◆ Required task 1: According to the passage on civilizational states, for which two countries was the "civilizational state" label originally reserved?
◆ Required task 2: Gather every line of the records that contains the word "human", with case counting.

◆ Selected extract:
--- begin ---
So what are these newcomers to whom some writers have given the name of “civilizational states” (or civilization-states)? They are regional powers whose influence extends beyond their borders and who conceive the nomos of the Earth as fundamentally multipolar. Originally, the “civilizational state” label was reserved specifically for China and Russia, but this qualification can be applied to many other states which, by leveraging their culture and their long-running history, manage to project a sphere of influence exceeding their national territory or their ethno-linguistic group: India, Turkey, and Iran, to name but a few.

Civilizational states set against Western universalism a model according to which each civilizational group is considered to have a distinct identity, both in terms of cultural values and in political institutions, an identity that is not reducible to any universal model. These states do not simply want to pursue a sovereign policy without submitting to the dictates of supranational elites. They also seek to thwart any “globalist” project aimed at making the same principles prevail throughout the planet, because they are aware that the culture they embody is not identical to any other. Here we must bear in mind that no single culture can encompass all cultures; the notion of a “world culture” is a contradiction in terms.

Civilizational states have the common characteristic of denouncing Western universalism, which they regard as a masked ethnocentrism, an elegant way of concealing hegemonic imperialism. But above all, the civilizational states rely on their history and their culture, not only to affirm that these imply a political and social model different from the one that liberal internationalism seeks to impose but also to identify a conception of the world deemed to be the foundation of a “good life”, both politically and religiously—that is to say, built on a set of non-negotiable, substantive values that the state then has the mission of embodying and defending.

The civilizational state, in other words, seeks to establish a conception of the good that is based on particular substantive values and a specific tradition.

Whether they are led by a new tsar, a new emperor, or a new caliph, whether the rejection of the universal occurs in the name of the Confucian notion of “harmony”, the heritage of “holy Russia” (“Moscow, the third Rome”), Eurasianism, Hinduism, or the memory of the caliphate, civilizational states refuse to submit to the standards of the West, which some of them had accepted in the past in order to “modernize”. Westernization and modernization, therefore, no longer automatically go hand in hand."
--- end ---
◆ Material to process:
--- begin ---
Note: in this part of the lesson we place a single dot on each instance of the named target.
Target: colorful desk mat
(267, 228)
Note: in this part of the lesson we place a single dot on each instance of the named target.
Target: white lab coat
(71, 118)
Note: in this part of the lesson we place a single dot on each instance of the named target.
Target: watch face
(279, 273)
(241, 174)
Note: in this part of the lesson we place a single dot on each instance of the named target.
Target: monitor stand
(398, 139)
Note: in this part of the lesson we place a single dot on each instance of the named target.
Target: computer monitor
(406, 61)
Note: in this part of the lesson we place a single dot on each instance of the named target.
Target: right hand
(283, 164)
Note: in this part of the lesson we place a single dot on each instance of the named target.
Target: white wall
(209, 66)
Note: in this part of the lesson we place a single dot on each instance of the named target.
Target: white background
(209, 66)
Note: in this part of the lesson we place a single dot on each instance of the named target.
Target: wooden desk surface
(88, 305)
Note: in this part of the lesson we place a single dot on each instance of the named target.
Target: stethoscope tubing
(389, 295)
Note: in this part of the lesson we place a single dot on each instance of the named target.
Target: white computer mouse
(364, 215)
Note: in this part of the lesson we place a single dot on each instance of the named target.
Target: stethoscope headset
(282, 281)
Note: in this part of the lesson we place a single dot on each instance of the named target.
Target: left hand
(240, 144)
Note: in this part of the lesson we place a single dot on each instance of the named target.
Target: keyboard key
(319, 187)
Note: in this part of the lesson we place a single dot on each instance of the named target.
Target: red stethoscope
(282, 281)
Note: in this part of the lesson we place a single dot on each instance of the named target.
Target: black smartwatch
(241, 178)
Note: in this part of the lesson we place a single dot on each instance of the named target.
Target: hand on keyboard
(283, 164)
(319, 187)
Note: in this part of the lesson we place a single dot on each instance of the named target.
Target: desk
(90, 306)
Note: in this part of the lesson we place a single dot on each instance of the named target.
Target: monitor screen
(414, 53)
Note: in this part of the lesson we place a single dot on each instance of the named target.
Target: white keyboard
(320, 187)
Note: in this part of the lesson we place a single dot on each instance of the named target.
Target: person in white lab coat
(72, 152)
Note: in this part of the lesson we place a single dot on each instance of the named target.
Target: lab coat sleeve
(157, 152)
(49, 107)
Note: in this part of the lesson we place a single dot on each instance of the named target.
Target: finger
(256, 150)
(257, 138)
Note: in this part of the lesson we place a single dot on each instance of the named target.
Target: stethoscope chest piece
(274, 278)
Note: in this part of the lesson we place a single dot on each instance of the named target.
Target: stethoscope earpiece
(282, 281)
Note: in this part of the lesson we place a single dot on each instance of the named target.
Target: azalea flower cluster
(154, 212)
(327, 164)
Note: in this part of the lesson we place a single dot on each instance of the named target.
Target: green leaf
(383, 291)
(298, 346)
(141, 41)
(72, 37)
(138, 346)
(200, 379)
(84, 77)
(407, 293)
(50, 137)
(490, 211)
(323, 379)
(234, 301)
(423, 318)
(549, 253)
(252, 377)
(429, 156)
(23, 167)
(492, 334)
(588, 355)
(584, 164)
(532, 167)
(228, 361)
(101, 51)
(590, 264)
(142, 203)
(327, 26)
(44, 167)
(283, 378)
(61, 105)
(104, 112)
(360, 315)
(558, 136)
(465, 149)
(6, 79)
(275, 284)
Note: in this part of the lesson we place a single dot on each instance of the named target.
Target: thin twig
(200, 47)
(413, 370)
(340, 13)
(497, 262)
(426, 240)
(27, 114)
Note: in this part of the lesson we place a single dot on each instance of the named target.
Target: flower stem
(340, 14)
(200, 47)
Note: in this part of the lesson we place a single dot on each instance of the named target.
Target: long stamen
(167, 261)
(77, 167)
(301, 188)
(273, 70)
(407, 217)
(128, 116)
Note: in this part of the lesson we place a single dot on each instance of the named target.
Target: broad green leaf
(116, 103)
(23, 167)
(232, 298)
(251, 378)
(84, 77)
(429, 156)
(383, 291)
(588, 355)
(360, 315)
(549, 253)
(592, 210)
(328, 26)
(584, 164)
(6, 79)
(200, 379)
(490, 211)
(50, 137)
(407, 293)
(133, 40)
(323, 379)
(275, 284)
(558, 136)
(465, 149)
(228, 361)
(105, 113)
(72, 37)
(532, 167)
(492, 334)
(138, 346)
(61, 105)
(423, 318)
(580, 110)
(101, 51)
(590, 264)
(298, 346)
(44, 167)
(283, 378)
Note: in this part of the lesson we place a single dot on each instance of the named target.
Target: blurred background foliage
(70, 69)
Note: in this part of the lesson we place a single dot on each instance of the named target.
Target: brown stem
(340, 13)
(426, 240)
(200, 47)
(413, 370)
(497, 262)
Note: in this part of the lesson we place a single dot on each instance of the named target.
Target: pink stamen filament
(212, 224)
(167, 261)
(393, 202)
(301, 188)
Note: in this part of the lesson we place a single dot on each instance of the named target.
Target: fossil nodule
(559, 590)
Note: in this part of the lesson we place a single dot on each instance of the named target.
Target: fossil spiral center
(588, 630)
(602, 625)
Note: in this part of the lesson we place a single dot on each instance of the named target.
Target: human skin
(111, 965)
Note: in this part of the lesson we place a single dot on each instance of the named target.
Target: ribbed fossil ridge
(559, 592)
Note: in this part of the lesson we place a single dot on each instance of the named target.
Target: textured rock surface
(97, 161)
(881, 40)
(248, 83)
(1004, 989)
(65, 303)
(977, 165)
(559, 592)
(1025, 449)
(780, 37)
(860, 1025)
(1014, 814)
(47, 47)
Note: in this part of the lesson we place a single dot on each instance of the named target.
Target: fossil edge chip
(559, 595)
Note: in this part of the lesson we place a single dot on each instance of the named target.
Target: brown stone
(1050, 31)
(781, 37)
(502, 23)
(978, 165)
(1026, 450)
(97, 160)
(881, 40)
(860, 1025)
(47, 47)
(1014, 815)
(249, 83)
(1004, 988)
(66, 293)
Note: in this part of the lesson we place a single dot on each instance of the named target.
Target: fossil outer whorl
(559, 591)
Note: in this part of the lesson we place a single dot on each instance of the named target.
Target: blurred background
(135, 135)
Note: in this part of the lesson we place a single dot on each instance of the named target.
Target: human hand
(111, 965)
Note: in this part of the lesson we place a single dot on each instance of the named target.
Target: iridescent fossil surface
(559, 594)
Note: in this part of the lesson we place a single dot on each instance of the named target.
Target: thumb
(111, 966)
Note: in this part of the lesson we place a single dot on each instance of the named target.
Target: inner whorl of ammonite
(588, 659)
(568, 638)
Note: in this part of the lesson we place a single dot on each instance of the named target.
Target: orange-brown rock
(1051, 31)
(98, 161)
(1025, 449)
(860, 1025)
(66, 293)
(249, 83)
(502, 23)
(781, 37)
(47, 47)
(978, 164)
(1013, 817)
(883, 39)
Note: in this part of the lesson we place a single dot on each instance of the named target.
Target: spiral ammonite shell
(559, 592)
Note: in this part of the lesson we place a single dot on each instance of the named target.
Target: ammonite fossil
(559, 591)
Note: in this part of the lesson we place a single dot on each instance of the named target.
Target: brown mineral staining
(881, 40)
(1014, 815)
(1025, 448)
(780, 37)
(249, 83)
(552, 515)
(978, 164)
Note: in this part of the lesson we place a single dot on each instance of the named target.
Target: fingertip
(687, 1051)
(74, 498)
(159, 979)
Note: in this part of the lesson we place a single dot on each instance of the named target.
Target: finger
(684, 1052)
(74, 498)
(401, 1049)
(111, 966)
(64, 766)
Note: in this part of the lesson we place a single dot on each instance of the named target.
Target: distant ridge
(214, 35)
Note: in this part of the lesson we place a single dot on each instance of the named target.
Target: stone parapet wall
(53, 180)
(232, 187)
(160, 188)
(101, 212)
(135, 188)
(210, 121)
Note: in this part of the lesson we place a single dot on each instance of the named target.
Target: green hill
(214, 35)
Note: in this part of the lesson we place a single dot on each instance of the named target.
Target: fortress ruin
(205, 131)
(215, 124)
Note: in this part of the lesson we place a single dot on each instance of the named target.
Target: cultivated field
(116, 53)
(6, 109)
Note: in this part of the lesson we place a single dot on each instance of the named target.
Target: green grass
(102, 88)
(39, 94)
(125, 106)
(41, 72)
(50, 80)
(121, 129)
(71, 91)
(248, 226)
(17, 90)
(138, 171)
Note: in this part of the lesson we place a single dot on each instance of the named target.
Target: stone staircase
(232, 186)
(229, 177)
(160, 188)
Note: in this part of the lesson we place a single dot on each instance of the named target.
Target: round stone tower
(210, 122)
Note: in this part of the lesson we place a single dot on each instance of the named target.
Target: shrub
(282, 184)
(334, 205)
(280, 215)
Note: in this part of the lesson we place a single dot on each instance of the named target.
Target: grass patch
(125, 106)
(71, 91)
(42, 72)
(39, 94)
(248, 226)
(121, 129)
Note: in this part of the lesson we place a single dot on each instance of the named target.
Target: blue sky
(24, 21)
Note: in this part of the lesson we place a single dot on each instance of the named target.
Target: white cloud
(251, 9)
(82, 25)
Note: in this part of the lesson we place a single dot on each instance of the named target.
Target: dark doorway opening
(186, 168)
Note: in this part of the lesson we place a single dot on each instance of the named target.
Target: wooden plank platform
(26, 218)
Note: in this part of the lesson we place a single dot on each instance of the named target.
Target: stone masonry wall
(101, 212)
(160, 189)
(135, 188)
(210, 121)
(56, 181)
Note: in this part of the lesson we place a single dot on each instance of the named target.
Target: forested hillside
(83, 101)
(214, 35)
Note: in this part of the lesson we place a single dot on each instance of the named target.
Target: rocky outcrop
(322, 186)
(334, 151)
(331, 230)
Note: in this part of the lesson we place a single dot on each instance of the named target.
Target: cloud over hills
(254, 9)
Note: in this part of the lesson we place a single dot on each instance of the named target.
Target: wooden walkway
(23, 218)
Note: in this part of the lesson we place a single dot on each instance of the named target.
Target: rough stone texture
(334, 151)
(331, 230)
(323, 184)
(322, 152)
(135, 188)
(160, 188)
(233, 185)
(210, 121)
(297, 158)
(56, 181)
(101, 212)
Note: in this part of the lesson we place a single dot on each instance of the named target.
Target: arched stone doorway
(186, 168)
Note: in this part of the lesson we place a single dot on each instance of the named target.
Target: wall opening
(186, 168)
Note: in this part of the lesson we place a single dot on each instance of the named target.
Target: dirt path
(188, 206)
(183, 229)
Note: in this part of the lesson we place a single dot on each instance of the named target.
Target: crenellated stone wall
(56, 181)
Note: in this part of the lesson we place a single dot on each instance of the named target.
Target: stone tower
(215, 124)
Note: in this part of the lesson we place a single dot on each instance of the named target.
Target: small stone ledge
--- end ---
◆ Correct response 1: China and Russia.

◆ Correct response 2:
Target: human skin
Target: human hand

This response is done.